[START OF SUPPLIED MATERIAL]

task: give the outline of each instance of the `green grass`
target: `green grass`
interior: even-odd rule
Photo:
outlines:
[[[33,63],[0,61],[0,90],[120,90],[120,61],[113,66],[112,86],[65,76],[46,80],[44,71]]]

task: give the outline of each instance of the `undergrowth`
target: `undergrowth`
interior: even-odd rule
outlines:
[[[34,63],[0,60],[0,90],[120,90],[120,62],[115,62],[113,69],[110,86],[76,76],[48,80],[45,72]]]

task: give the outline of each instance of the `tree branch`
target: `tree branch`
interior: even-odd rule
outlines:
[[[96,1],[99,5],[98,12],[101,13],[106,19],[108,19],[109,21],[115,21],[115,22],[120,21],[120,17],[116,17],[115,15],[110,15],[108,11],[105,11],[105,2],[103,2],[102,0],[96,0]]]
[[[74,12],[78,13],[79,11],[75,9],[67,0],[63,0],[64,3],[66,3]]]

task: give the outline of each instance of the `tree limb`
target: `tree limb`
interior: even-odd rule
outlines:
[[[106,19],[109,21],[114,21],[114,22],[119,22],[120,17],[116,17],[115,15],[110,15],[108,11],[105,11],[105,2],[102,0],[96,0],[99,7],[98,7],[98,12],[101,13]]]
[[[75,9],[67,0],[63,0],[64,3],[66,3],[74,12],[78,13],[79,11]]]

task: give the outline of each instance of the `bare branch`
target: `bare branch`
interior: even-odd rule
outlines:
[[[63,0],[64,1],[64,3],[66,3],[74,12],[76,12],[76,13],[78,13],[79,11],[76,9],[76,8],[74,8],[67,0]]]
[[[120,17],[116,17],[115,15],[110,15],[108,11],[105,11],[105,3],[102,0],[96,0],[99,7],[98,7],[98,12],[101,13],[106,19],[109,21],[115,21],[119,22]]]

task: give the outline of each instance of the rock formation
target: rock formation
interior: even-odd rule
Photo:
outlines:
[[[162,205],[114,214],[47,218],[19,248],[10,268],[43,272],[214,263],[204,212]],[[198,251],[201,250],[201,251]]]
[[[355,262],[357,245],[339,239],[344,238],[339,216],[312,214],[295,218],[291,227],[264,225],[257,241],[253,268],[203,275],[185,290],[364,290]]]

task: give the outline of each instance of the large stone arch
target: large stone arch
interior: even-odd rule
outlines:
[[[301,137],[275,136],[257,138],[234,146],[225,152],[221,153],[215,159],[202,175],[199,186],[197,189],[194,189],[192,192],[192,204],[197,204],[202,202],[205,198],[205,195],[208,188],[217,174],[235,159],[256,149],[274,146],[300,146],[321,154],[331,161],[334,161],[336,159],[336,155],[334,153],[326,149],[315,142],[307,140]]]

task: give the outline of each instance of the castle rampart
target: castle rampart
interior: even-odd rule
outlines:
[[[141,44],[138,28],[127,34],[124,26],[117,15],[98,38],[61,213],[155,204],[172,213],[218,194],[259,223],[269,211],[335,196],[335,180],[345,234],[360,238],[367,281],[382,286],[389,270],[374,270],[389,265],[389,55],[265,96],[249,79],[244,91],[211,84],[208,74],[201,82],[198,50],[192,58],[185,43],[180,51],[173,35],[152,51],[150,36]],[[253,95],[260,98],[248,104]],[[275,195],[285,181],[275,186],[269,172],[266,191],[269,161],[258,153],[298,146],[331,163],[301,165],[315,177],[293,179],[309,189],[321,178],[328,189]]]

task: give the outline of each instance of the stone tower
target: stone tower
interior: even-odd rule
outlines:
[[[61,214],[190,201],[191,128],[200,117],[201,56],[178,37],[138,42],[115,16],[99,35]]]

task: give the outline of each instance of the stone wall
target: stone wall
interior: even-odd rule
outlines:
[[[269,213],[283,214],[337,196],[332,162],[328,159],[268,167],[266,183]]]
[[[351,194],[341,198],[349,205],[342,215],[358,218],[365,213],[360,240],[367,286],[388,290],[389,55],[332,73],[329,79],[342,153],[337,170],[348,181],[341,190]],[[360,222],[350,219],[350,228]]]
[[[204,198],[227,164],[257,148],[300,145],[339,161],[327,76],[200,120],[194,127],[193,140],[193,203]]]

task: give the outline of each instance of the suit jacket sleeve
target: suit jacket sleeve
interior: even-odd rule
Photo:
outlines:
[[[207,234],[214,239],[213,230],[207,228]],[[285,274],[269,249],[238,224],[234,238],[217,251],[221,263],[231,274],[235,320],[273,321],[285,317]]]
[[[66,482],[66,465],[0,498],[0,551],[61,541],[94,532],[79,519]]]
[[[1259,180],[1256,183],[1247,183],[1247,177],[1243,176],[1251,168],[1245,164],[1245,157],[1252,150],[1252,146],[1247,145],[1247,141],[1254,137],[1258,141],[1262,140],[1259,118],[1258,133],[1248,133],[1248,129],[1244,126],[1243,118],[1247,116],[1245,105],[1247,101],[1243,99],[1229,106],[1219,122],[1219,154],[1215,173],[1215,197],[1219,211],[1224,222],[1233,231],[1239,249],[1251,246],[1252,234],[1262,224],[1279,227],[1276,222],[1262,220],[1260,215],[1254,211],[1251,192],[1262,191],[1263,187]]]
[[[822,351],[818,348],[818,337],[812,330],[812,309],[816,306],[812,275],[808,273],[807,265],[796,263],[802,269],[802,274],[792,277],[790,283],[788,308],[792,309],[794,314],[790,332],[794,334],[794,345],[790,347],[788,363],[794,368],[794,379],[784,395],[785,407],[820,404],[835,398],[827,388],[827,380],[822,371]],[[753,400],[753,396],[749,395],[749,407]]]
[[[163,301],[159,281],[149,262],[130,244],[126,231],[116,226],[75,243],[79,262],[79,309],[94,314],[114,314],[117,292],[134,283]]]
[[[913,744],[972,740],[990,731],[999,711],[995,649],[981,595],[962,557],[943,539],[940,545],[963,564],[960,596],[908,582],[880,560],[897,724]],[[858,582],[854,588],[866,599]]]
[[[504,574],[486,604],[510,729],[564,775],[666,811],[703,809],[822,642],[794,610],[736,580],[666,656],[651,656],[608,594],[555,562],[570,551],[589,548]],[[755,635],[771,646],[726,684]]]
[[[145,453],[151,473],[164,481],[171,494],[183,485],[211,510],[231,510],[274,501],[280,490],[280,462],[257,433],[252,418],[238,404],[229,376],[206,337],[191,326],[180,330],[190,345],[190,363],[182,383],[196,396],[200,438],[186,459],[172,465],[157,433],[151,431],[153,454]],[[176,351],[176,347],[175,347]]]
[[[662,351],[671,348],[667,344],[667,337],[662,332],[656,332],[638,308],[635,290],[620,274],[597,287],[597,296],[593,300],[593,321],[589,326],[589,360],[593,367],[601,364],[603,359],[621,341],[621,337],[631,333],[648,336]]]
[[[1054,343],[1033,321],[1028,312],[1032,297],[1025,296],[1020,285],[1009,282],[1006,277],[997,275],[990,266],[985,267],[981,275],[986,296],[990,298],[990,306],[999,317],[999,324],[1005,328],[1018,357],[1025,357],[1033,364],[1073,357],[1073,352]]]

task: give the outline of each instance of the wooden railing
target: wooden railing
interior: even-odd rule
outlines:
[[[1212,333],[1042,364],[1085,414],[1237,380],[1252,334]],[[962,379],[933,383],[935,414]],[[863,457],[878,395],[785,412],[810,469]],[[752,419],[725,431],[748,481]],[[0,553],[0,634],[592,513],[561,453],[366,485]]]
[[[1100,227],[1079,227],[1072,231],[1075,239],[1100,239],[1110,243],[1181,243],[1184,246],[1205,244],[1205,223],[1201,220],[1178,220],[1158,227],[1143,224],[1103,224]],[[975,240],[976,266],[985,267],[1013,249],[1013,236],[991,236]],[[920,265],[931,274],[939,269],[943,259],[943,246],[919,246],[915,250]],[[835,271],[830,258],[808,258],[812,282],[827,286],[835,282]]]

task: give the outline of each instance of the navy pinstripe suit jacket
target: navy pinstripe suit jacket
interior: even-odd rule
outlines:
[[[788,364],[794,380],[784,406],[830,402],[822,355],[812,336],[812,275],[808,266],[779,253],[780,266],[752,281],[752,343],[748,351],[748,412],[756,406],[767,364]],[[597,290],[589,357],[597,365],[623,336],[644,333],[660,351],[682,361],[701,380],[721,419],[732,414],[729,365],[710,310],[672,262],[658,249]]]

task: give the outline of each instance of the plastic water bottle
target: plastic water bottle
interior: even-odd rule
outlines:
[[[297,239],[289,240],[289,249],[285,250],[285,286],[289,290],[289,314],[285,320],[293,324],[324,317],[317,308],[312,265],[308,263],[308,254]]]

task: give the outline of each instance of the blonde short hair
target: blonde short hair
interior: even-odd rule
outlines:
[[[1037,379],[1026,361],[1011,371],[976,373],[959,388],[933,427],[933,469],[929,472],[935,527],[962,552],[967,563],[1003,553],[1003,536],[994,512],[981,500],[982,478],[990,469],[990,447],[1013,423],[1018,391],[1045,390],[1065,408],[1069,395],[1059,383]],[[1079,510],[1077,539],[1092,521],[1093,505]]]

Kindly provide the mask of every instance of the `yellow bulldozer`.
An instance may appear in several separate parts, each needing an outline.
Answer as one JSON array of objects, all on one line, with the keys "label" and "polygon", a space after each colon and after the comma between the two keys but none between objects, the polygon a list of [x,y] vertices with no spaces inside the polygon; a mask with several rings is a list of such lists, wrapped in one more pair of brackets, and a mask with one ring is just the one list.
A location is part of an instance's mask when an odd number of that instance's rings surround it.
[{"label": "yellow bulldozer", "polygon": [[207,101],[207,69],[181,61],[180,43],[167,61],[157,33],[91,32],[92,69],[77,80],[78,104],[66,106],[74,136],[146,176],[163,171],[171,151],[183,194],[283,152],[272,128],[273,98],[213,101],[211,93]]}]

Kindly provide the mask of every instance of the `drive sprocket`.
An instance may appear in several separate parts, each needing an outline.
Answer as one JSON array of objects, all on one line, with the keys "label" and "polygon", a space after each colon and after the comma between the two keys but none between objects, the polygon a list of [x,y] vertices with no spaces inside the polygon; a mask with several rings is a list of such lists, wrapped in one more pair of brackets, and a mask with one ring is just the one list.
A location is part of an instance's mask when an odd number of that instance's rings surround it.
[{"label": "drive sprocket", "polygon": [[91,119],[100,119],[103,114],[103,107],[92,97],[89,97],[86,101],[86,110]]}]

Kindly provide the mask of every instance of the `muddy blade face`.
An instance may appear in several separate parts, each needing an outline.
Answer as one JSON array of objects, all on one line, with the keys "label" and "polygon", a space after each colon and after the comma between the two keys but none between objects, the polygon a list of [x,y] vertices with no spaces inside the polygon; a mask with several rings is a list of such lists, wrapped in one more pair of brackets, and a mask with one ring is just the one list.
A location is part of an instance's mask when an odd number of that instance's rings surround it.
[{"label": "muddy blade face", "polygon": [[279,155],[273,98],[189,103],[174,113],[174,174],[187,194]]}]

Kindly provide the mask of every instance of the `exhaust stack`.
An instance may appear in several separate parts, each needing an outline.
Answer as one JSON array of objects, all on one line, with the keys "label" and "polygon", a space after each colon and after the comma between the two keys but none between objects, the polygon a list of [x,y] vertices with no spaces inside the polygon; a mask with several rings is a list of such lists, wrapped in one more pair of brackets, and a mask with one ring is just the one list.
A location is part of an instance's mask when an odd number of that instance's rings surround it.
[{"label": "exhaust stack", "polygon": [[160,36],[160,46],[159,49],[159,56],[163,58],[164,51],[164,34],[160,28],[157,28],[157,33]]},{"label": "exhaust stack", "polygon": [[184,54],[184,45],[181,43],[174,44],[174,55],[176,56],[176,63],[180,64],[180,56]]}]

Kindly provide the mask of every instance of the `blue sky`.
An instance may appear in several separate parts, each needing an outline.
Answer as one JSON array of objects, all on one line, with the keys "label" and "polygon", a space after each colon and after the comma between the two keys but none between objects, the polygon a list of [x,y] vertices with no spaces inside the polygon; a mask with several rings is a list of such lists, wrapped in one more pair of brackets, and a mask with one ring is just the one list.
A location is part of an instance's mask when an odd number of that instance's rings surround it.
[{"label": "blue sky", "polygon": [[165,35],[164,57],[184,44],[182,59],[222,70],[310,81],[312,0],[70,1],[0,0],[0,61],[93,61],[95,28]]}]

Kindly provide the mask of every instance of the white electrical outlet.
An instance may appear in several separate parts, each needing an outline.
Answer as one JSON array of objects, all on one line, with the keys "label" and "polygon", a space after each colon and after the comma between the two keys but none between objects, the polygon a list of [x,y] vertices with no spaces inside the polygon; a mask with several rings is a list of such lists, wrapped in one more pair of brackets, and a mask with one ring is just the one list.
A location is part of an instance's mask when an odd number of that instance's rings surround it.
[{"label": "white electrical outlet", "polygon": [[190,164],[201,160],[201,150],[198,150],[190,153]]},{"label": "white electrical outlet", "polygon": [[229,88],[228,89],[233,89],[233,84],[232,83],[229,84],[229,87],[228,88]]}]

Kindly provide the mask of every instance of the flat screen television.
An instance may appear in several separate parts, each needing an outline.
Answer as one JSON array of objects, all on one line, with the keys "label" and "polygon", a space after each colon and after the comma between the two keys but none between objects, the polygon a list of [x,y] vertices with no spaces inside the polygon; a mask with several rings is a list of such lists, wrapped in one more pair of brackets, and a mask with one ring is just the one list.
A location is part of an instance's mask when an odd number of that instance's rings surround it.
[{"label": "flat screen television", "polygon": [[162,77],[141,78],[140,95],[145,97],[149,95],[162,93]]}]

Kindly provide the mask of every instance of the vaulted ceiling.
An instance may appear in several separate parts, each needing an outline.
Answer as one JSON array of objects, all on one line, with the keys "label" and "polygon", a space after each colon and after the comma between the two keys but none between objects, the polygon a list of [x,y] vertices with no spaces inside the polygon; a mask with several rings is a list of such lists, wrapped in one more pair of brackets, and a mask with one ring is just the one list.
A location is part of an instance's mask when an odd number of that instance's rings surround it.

[END OF SUPPLIED MATERIAL]

Rewrite the stretch of data from its start through the line containing "[[[74,12],[78,13],[79,11],[75,9],[67,0],[63,0],[64,3],[66,3]]]", replacing "target" with "category" and changing nothing else.

task: give the outline of each instance of the `green grass`
category: `green grass`
interior: even-odd rule
Photo:
outlines:
[[[33,63],[0,61],[0,90],[120,90],[120,61],[113,66],[112,86],[65,76],[46,80],[44,71]]]

task: give the outline of each instance of the `undergrowth`
category: `undergrowth`
interior: even-odd rule
outlines:
[[[34,63],[0,60],[0,90],[120,90],[120,62],[115,62],[113,69],[110,86],[76,76],[48,80],[45,72]]]

task: give the outline of each instance of the `tree branch`
category: `tree branch`
interior: even-odd rule
outlines:
[[[96,1],[99,5],[98,12],[101,13],[106,19],[108,19],[109,21],[115,21],[115,22],[120,21],[120,17],[116,17],[115,15],[110,15],[108,11],[105,11],[105,2],[103,2],[102,0],[96,0]]]
[[[74,12],[78,13],[79,11],[75,9],[67,0],[63,0],[64,3],[66,3]]]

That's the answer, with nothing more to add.